(Items from a data source)
☆ ☆ ☆ ☆

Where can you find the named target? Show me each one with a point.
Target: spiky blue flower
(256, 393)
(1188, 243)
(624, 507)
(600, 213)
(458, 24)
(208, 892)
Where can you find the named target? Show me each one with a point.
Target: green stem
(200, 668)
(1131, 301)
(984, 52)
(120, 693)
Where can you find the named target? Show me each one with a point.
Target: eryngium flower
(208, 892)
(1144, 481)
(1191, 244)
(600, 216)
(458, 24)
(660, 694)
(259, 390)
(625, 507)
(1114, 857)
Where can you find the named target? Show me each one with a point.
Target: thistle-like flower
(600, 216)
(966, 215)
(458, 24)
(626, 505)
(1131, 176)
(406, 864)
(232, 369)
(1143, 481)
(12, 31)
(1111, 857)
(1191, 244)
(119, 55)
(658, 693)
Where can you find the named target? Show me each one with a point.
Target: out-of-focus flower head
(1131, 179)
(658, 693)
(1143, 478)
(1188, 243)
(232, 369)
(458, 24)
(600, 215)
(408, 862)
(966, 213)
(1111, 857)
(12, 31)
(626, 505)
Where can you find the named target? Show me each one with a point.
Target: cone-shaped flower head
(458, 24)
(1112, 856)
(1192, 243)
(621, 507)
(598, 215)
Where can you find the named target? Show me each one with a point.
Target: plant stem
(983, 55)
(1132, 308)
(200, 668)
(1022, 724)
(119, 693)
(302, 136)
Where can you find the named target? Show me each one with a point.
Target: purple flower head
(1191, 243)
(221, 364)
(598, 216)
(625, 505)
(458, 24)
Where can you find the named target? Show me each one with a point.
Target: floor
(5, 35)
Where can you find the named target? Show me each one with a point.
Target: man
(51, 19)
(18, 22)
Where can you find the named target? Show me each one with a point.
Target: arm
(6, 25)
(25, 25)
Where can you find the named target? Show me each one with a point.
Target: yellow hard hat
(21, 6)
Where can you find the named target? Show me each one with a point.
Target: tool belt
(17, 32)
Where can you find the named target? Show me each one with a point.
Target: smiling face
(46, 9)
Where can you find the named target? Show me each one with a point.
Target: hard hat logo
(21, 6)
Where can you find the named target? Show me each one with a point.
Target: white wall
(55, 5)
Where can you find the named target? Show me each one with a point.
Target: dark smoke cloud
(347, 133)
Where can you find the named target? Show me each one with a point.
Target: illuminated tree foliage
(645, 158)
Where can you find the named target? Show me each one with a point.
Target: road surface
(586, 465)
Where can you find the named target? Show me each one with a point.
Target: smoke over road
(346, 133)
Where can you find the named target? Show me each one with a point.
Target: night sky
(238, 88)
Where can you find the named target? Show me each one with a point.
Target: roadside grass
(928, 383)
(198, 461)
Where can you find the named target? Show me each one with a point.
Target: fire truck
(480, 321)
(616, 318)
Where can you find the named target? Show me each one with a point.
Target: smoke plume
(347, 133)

☆ ☆ ☆ ☆

▸ **Brief**
The data must be retyped in full, exactly as it reads.

▸ **Task answer**
Where can you find the named target? Show me each one with a point.
Target: spiky blue flower
(256, 393)
(1188, 243)
(624, 507)
(600, 213)
(458, 24)
(208, 892)
Where can you find the named target? Show me each one with a point.
Target: green stem
(200, 668)
(1131, 301)
(984, 52)
(120, 693)
Where can you find the named target? Show me each one with a point.
Target: eryngium flower
(208, 892)
(1144, 481)
(1191, 244)
(600, 216)
(458, 24)
(660, 694)
(259, 390)
(625, 507)
(1114, 857)
Where can you find the named target? Show me each one with a point.
Target: thistle-like flower
(600, 216)
(966, 215)
(458, 24)
(626, 505)
(1131, 176)
(406, 864)
(232, 369)
(1143, 481)
(12, 31)
(1111, 857)
(1191, 244)
(119, 55)
(658, 693)
Where can you find the named target? Show me each one with a point.
Target: out-of-focus flower head
(1131, 179)
(658, 693)
(1143, 478)
(1188, 243)
(232, 369)
(458, 24)
(600, 215)
(408, 862)
(966, 213)
(1111, 857)
(12, 31)
(626, 505)
Where can you find the named target? Show me each one with a point.
Target: cone-shaped flower head
(458, 24)
(1112, 856)
(1192, 243)
(621, 507)
(598, 215)
Where can you find the named target? Show me each one with a point.
Target: plant stem
(983, 55)
(1132, 308)
(200, 668)
(1022, 724)
(119, 693)
(302, 136)
Where can you find the named target? Show me each one with a point.
Target: purple flower head
(1191, 243)
(221, 364)
(598, 216)
(625, 505)
(458, 24)
Where can you find the named target? Show me each one with a point.
Target: floor
(5, 35)
Where can you find the named target? Show me each one with a point.
Target: man
(51, 19)
(18, 22)
Where can you find the named target? Show me each one with a point.
Target: arm
(6, 25)
(25, 25)
Where can you find the named target? Show me each one with a point.
Target: yellow hard hat
(21, 6)
Where can you find the named target? Show me each one with a point.
Target: tool belt
(17, 32)
Where can you find the named target? Show me each one with a point.
Target: smiling face
(46, 9)
Where can you find the named target? Show me each one with a point.
Target: hard hat logo
(21, 6)
Where can you find the named target? Show me each one with a point.
Target: white wall
(55, 5)
Where can you find the named target? Show me each one with a point.
Target: dark smoke cloud
(347, 133)
Where can you find the named target? Show me each one with a point.
Target: illuminated tree foliage
(645, 158)
Where can you find the named target? Show me each one with a point.
Target: road surface
(586, 465)
Where can you find the named target? Show me each one with a point.
Target: smoke over road
(346, 133)
Where can you find the named target? Show me each one with a point.
Target: night sky
(238, 88)
Where can you find the named target? Show me each one with a point.
Target: roadside grass
(928, 383)
(198, 461)
Where can you find the named target? Show me each one with a point.
Target: fire truck
(480, 321)
(616, 318)
Where can you find the named target? Show me each one with a point.
Target: smoke plume
(347, 133)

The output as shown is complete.